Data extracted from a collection
=== Begin Enclosure ===
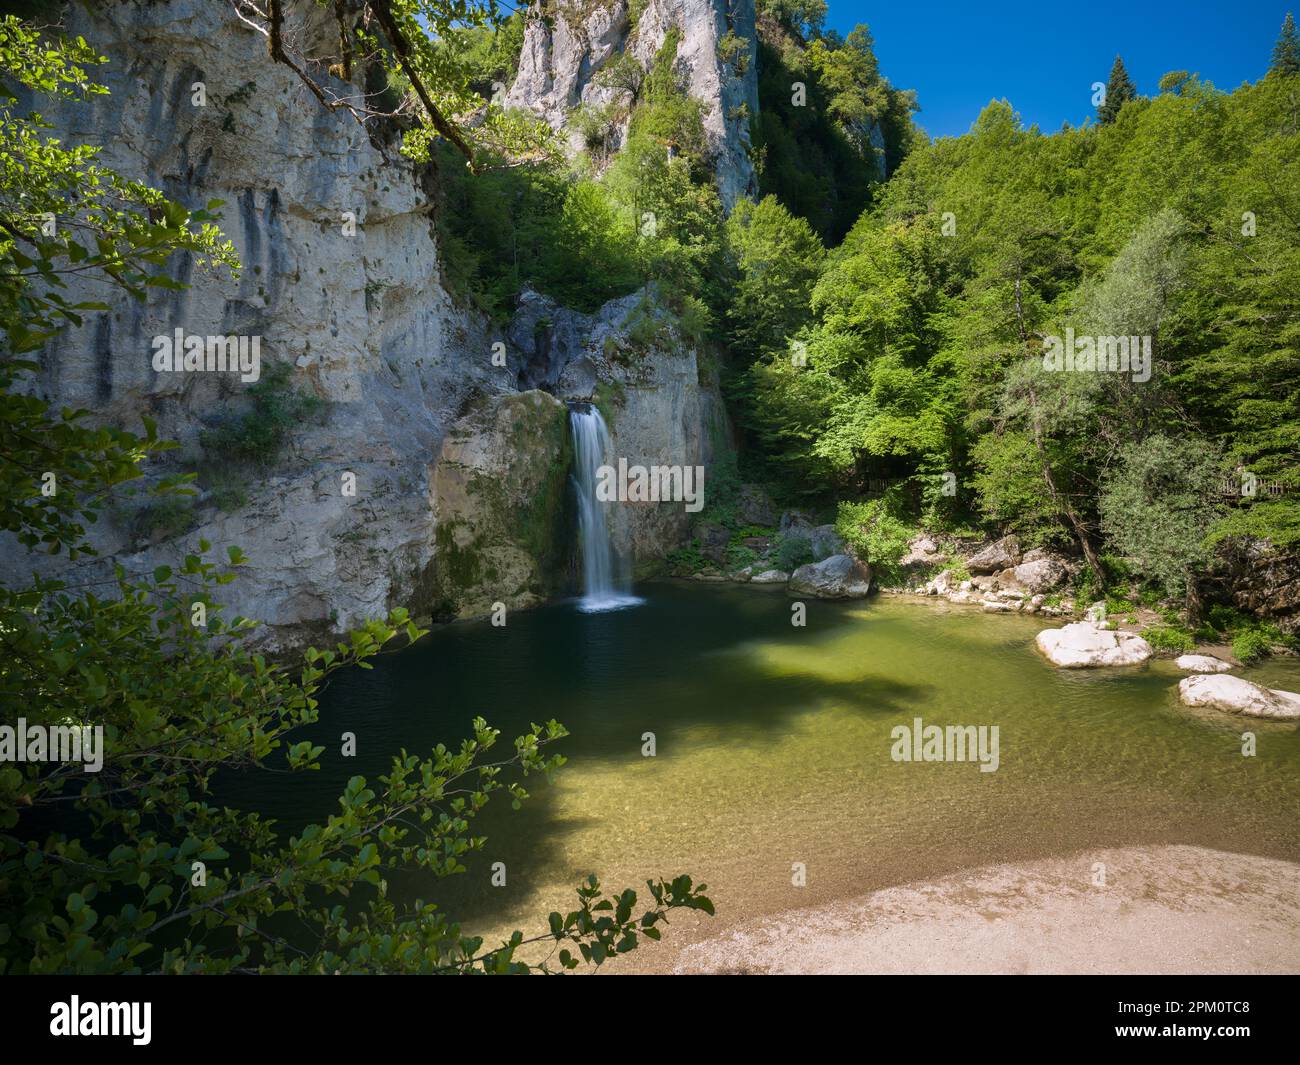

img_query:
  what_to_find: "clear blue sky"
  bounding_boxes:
[824,0,1293,138]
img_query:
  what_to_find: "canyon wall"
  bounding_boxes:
[5,0,731,644]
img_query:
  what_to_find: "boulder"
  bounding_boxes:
[1178,675,1300,719]
[1174,654,1234,674]
[966,535,1021,574]
[788,554,873,599]
[1035,622,1154,668]
[923,568,954,596]
[808,524,846,561]
[750,569,790,584]
[694,522,730,565]
[736,484,777,527]
[900,534,942,568]
[1008,558,1068,594]
[779,509,815,533]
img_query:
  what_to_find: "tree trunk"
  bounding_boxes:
[1183,566,1204,627]
[1029,403,1106,589]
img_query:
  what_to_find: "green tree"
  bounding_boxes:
[1098,55,1138,124]
[725,196,825,358]
[1270,12,1300,76]
[1099,434,1224,621]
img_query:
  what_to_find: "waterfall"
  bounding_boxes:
[568,404,640,612]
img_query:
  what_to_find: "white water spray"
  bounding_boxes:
[568,404,640,612]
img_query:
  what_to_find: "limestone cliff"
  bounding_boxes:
[505,0,759,208]
[5,0,732,646]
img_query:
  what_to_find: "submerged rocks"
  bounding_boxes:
[1035,622,1154,668]
[1178,675,1300,719]
[788,554,873,599]
[966,535,1021,575]
[1174,654,1234,674]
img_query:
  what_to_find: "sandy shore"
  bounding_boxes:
[643,845,1300,974]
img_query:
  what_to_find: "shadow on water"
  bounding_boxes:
[215,582,1300,941]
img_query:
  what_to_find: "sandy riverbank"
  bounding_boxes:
[623,845,1300,974]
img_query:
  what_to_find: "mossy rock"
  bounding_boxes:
[429,391,574,618]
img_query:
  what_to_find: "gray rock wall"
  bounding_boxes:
[505,0,759,208]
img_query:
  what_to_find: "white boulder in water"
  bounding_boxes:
[1174,654,1233,673]
[1035,622,1153,668]
[1178,675,1300,719]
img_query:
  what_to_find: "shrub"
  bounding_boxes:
[773,532,813,572]
[1140,624,1196,654]
[835,499,914,582]
[1232,623,1285,662]
[725,543,759,571]
[199,361,326,466]
[666,541,708,573]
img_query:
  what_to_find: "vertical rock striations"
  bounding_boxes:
[505,0,760,208]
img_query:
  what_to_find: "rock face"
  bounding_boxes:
[1174,654,1234,673]
[505,0,760,208]
[1035,623,1154,668]
[2,2,729,646]
[966,536,1021,575]
[1178,675,1300,719]
[788,554,873,599]
[1217,539,1300,637]
[429,392,573,618]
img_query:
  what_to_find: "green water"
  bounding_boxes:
[231,583,1300,954]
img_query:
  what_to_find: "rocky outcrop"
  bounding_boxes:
[505,0,760,208]
[998,558,1069,594]
[1035,622,1154,668]
[788,554,872,599]
[1178,675,1300,719]
[966,535,1021,575]
[1174,654,1234,673]
[429,392,573,618]
[2,0,503,646]
[1215,539,1300,637]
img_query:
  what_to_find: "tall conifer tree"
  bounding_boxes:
[1098,54,1138,123]
[1270,12,1300,76]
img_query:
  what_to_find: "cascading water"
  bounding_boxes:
[568,403,641,612]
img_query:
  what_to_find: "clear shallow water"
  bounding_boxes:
[227,584,1300,951]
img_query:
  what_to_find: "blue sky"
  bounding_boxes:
[824,0,1293,138]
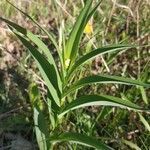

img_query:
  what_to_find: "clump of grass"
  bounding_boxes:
[0,0,150,149]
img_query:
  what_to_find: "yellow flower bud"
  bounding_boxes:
[84,22,93,34]
[65,59,70,68]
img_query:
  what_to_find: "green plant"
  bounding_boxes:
[1,0,150,149]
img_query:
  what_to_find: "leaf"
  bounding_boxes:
[6,0,59,50]
[65,0,92,64]
[65,0,102,68]
[67,45,132,77]
[29,84,51,150]
[140,87,148,104]
[50,132,113,150]
[58,95,148,118]
[138,113,150,132]
[34,103,51,150]
[6,0,64,72]
[86,0,102,22]
[0,17,62,93]
[11,29,61,106]
[63,74,150,97]
[122,139,141,150]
=== End Enclosure ===
WORK ORDER
In your copy of the entries above, leave out the pictures and keep every word exact.

TASK ANSWER
img_query:
  what_to_find: "clear blue sky"
  bounding_boxes:
[824,0,1293,138]
img_query:
  what_to_find: "canyon wall"
  bounding_boxes:
[5,0,731,644]
img_query:
  what_to_find: "boulder"
  bounding_boxes:
[1178,675,1300,719]
[1174,654,1234,674]
[966,535,1021,574]
[788,554,873,599]
[1035,622,1154,668]
[923,568,954,596]
[808,524,846,561]
[750,569,790,584]
[694,522,730,565]
[736,484,777,527]
[900,534,942,568]
[1008,558,1068,594]
[779,509,815,533]
img_query:
  what_to_find: "tree trunk"
  bounding_boxes:
[1183,566,1204,627]
[1029,403,1106,589]
img_query:
  what_to_find: "green tree"
  bounding_boxes:
[1098,55,1138,124]
[725,196,825,358]
[1270,12,1300,76]
[1099,434,1224,621]
img_query:
  what_to_find: "waterfall"
  bounding_boxes:
[568,404,640,612]
img_query:
  what_to_find: "white water spray"
  bounding_boxes:
[568,404,640,612]
img_query:
  what_to_find: "limestone cliff"
  bounding_boxes:
[505,0,759,208]
[5,0,732,646]
img_query:
  what_to_find: "submerged rocks"
  bounding_boxes:
[1035,622,1154,668]
[1178,675,1300,719]
[788,554,873,599]
[966,535,1021,575]
[1174,654,1234,674]
img_query:
  what_to_find: "sandy shore"
  bounding_boxes:
[643,845,1300,974]
img_query:
  what_to_find: "shadow on water"
  bounding_boxes:
[215,582,1300,941]
img_query:
  what_to_find: "sandy riverbank"
  bounding_boxes:
[623,845,1300,974]
img_query:
  what_to_find: "mossy rock"
  bounding_boxes:
[429,391,574,618]
img_query:
  what_to_find: "gray rock wall"
  bounding_boxes:
[505,0,759,208]
img_query:
  what_to_find: "white boulder in water"
  bounding_boxes:
[1174,654,1233,673]
[1035,622,1153,668]
[1178,675,1300,719]
img_query:
  what_to_find: "shrub"
  bounding_boxes:
[773,532,813,572]
[1140,624,1196,654]
[835,499,914,582]
[1232,623,1285,662]
[725,543,759,571]
[199,361,326,466]
[666,541,708,573]
img_query:
  what_to_find: "vertical rock striations"
  bounding_boxes:
[505,0,760,208]
img_query:
  what_to_find: "rock face"
  bounding_boxes:
[1174,654,1234,673]
[505,0,760,208]
[1035,623,1154,668]
[2,2,729,646]
[966,536,1021,575]
[1178,675,1300,719]
[788,554,873,599]
[1217,539,1300,637]
[429,392,573,618]
img_query:
  what_to_find: "green water"
  bounding_boxes:
[231,583,1300,954]
img_query:
  what_to_find: "rocky outcrop"
  bounding_boxes:
[505,0,760,208]
[998,558,1069,594]
[1035,622,1154,668]
[788,554,872,599]
[1178,675,1300,719]
[966,535,1021,575]
[1174,654,1234,673]
[429,392,573,618]
[2,0,503,646]
[1215,539,1300,637]
img_query:
  what_to_find: "tall conifer tree"
  bounding_boxes:
[1098,54,1138,123]
[1270,12,1300,76]
img_query:
  what_to_find: "cascading water"
  bounding_boxes:
[568,403,641,612]
img_query:
  what_to_find: "clear shallow water"
  bounding_boxes:
[227,584,1300,951]
img_query:
  what_to_find: "blue sky"
  bounding_boxes:
[824,0,1293,138]

img_query:
  what_to_find: "clump of grass"
  bounding_boxes:
[0,0,150,149]
img_query:
  what_to_find: "yellow flower bud"
  bounding_boxes:
[84,22,93,34]
[65,59,70,68]
img_query:
  what_to_find: "green plant"
  bounding_boxes:
[1,0,150,149]
img_query:
  what_to_find: "leaf"
  bounding_boxes:
[6,0,59,50]
[65,0,92,64]
[65,0,102,68]
[67,45,132,77]
[29,84,51,150]
[140,87,148,104]
[50,132,113,150]
[58,95,148,118]
[138,113,150,132]
[34,103,51,150]
[6,0,64,72]
[86,0,102,22]
[0,17,62,93]
[11,29,61,106]
[63,74,150,97]
[122,139,141,150]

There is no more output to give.